Report each line from the data below that holds the word "truck".

Start of Entries provided

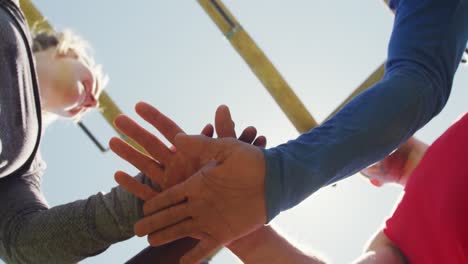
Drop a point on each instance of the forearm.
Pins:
(419, 73)
(385, 255)
(265, 245)
(67, 233)
(381, 250)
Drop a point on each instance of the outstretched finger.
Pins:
(170, 197)
(168, 128)
(144, 138)
(204, 148)
(140, 190)
(223, 122)
(172, 233)
(248, 135)
(208, 130)
(201, 251)
(142, 162)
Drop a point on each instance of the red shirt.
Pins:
(430, 225)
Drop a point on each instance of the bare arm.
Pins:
(270, 247)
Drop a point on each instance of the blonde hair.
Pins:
(65, 42)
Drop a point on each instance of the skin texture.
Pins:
(398, 166)
(165, 166)
(270, 247)
(67, 85)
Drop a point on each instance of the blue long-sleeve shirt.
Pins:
(425, 49)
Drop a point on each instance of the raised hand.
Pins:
(398, 166)
(164, 165)
(220, 203)
(152, 164)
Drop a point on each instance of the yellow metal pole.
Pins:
(376, 76)
(260, 65)
(109, 109)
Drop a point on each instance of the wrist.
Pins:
(243, 246)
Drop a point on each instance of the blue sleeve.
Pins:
(426, 46)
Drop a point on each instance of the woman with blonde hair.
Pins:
(44, 77)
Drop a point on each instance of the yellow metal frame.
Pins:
(109, 109)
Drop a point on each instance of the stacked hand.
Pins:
(398, 166)
(221, 201)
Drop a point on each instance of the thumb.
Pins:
(204, 148)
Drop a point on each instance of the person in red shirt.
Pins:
(429, 223)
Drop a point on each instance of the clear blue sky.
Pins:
(170, 54)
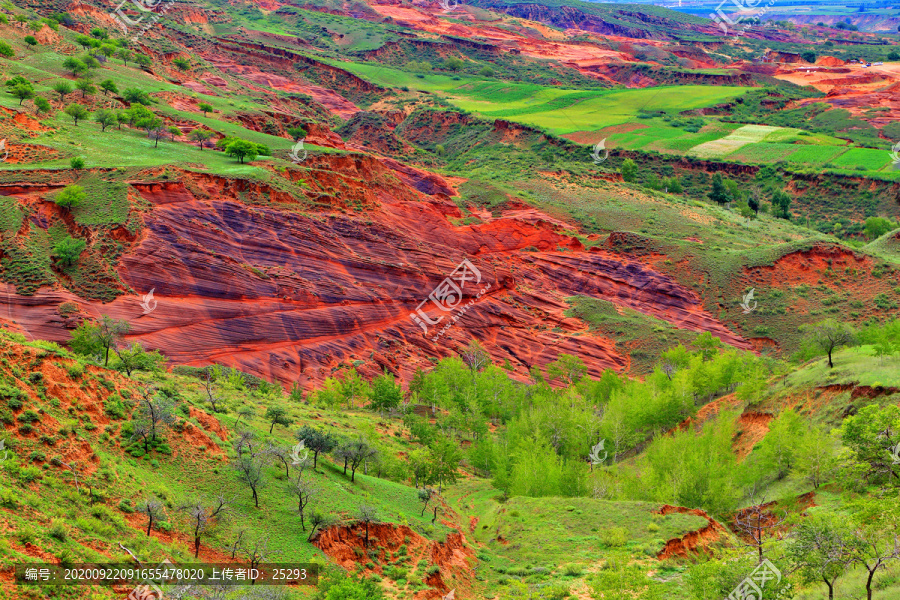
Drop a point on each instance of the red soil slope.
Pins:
(292, 295)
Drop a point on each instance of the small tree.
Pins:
(305, 491)
(200, 136)
(68, 250)
(108, 85)
(85, 86)
(242, 150)
(202, 516)
(317, 441)
(297, 133)
(385, 394)
(367, 515)
(250, 472)
(105, 118)
(125, 54)
(277, 415)
(154, 510)
(829, 335)
(317, 521)
(76, 111)
(23, 92)
(629, 170)
(63, 88)
(42, 106)
(70, 196)
(719, 193)
(425, 495)
(781, 204)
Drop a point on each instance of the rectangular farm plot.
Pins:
(870, 158)
(733, 141)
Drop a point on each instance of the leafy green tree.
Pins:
(136, 358)
(76, 111)
(200, 136)
(719, 193)
(85, 86)
(108, 85)
(68, 250)
(70, 196)
(277, 415)
(125, 54)
(444, 456)
(63, 88)
(74, 65)
(629, 170)
(22, 92)
(385, 393)
(105, 117)
(42, 105)
(242, 150)
(781, 204)
(829, 335)
(135, 95)
(872, 436)
(297, 133)
(878, 226)
(822, 550)
(317, 441)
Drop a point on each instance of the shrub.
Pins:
(29, 416)
(614, 536)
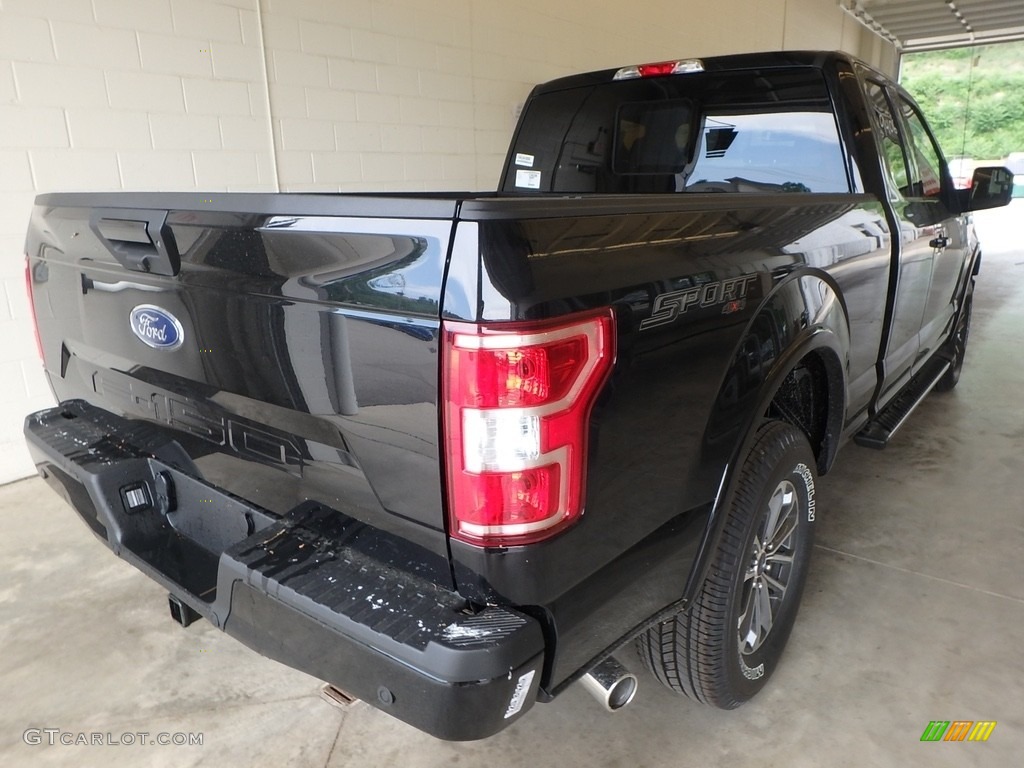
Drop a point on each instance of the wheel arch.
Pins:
(805, 327)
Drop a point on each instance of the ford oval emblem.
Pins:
(157, 328)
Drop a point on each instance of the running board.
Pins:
(886, 423)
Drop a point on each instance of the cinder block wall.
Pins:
(307, 95)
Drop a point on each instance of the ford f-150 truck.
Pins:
(452, 453)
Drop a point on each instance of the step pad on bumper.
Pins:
(314, 589)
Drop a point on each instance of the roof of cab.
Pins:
(766, 59)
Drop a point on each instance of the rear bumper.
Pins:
(313, 589)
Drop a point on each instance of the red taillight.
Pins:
(517, 402)
(659, 69)
(32, 304)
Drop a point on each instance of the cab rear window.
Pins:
(749, 131)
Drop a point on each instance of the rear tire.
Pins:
(723, 649)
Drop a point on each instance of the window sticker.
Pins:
(527, 179)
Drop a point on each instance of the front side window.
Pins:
(928, 181)
(893, 158)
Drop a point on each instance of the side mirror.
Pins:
(991, 187)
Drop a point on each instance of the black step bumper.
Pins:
(298, 588)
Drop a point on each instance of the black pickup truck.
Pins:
(453, 452)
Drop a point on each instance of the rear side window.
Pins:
(748, 131)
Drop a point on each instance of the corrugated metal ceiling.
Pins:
(924, 25)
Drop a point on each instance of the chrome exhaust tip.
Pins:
(611, 684)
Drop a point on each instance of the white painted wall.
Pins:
(308, 94)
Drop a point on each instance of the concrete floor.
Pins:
(913, 612)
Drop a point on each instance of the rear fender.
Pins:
(803, 318)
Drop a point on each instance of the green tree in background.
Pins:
(974, 97)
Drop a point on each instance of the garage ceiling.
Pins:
(926, 25)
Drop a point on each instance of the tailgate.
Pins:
(286, 344)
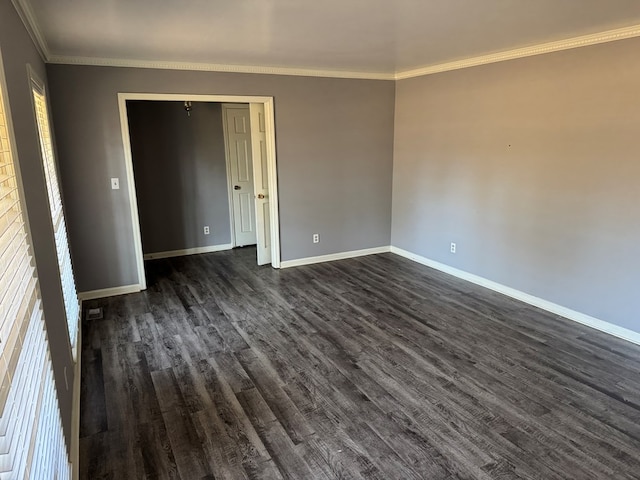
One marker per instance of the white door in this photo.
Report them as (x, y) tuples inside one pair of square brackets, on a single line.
[(261, 183), (238, 137)]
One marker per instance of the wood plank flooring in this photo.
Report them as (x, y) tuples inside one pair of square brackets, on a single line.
[(367, 368)]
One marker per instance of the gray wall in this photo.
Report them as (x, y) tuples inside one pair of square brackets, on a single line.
[(180, 174), (334, 141), (532, 167), (18, 51)]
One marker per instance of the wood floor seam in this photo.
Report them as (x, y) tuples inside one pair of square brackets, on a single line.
[(366, 368)]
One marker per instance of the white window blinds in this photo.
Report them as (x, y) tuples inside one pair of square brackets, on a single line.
[(32, 442), (71, 303)]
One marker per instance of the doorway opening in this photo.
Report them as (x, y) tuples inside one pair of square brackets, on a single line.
[(257, 156)]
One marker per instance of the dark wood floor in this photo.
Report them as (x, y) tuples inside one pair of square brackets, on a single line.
[(368, 368)]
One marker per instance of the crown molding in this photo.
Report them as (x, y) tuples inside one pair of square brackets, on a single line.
[(575, 42), (570, 43), (216, 67), (28, 17)]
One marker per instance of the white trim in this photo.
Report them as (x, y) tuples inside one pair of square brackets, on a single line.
[(109, 292), (28, 17), (180, 97), (74, 456), (333, 256), (131, 188), (565, 312), (217, 67), (225, 133), (569, 43), (188, 251), (566, 44), (274, 214)]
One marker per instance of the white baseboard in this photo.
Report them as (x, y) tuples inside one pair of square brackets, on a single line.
[(74, 456), (109, 292), (333, 256), (582, 318), (188, 251)]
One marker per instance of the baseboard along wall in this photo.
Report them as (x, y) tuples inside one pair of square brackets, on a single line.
[(551, 307), (188, 251), (333, 256)]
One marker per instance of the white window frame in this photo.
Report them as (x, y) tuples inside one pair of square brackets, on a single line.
[(56, 207), (32, 442)]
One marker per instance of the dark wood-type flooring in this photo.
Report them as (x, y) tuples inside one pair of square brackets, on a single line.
[(367, 368)]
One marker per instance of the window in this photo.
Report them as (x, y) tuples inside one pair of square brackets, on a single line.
[(71, 303), (32, 442)]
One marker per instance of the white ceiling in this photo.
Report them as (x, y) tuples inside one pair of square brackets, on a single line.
[(367, 36)]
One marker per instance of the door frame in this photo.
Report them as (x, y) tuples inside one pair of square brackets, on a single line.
[(225, 129), (271, 162)]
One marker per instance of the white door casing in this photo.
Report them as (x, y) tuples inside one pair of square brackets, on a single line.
[(239, 157), (130, 191), (261, 182)]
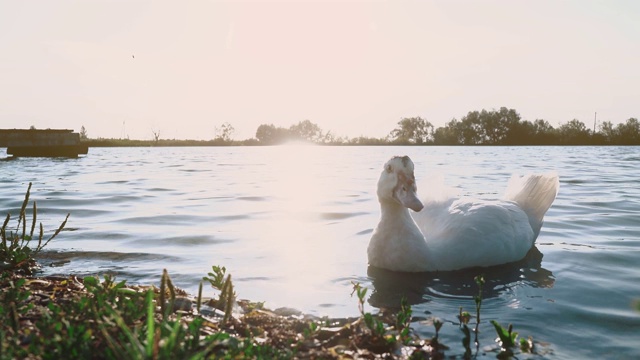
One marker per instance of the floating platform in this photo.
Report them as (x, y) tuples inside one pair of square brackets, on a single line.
[(42, 143)]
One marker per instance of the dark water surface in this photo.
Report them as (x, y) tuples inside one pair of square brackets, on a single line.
[(292, 224)]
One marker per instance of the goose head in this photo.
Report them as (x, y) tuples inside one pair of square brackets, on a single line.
[(397, 184)]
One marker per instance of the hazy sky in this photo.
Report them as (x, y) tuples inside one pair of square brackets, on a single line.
[(355, 68)]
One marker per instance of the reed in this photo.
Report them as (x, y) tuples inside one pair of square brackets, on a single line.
[(16, 250)]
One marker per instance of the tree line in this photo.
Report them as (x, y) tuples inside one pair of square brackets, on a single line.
[(494, 127), (485, 127)]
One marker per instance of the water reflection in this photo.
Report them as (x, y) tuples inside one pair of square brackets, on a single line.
[(390, 287)]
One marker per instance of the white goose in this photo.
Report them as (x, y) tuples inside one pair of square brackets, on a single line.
[(455, 234)]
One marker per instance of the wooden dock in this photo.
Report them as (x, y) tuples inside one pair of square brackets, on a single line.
[(42, 143)]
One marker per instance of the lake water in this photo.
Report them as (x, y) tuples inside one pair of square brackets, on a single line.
[(292, 224)]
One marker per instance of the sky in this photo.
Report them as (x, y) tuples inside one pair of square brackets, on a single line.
[(183, 68)]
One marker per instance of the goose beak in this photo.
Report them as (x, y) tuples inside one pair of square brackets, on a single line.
[(405, 193)]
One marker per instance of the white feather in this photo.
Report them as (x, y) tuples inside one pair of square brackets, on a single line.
[(456, 233)]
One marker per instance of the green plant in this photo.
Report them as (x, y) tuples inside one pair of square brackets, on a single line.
[(227, 296), (375, 325), (403, 321), (16, 254)]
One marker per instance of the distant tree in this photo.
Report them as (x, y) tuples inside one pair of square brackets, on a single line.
[(447, 135), (269, 134), (224, 133), (608, 132), (574, 132), (156, 135), (414, 130), (83, 133), (306, 130), (629, 132)]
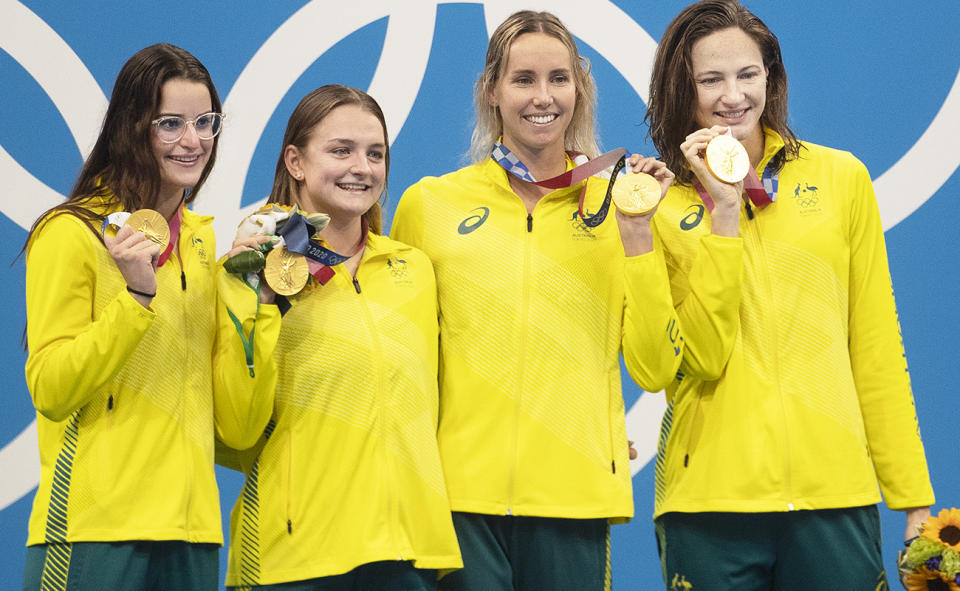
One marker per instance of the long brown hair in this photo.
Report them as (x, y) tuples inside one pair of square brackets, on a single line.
[(581, 134), (673, 94), (122, 167), (311, 110)]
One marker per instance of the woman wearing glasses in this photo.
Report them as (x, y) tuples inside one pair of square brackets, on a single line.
[(122, 339)]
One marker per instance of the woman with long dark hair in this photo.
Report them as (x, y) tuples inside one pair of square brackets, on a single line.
[(793, 402), (124, 357)]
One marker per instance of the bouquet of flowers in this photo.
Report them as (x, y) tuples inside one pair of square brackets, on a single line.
[(931, 561), (285, 268)]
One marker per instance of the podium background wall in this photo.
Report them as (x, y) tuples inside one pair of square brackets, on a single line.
[(877, 78)]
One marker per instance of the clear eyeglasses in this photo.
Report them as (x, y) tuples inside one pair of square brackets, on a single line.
[(170, 128)]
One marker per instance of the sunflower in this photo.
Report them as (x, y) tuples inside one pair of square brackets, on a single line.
[(925, 580), (944, 528)]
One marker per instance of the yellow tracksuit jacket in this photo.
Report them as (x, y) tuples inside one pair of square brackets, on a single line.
[(534, 312), (346, 469), (794, 391), (125, 394)]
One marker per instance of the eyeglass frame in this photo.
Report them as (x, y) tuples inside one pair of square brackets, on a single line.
[(156, 123)]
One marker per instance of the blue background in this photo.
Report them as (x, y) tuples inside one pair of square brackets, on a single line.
[(868, 77)]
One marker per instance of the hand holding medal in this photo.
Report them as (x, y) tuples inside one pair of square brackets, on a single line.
[(638, 192), (276, 240), (135, 242), (636, 196)]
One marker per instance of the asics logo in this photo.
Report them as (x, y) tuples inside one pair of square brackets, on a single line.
[(475, 221), (692, 219)]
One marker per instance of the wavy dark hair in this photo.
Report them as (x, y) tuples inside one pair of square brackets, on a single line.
[(122, 167), (311, 110), (673, 94)]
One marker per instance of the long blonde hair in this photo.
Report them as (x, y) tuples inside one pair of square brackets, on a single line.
[(581, 133)]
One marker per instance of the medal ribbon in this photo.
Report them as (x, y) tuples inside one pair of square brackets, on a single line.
[(320, 259), (761, 192), (616, 158)]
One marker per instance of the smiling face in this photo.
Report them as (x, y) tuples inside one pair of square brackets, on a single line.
[(731, 83), (342, 169), (182, 162), (536, 94)]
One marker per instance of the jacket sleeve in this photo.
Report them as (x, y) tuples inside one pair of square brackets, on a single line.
[(407, 224), (243, 385), (878, 359), (652, 340), (708, 304), (71, 354)]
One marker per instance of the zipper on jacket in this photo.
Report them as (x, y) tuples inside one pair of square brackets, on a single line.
[(696, 411), (525, 306), (290, 481), (388, 472), (754, 230)]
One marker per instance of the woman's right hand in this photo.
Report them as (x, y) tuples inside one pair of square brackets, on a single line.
[(726, 197), (136, 257)]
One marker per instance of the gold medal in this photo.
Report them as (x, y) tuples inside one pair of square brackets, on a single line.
[(636, 193), (153, 226), (286, 272), (727, 159)]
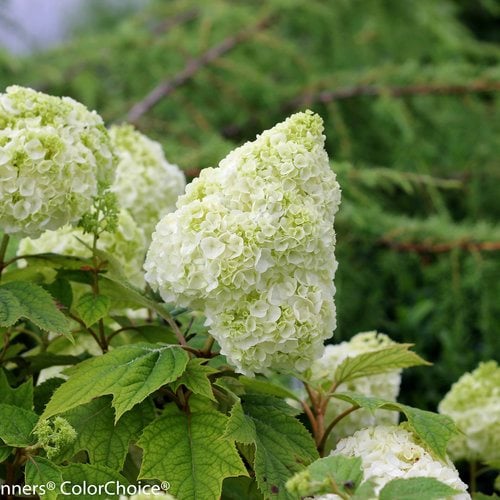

End of Entries provided

◆ **The completed task**:
Drop a point on each instance of the ford f-150 truck.
Drop a point on each instance of the black pickup truck.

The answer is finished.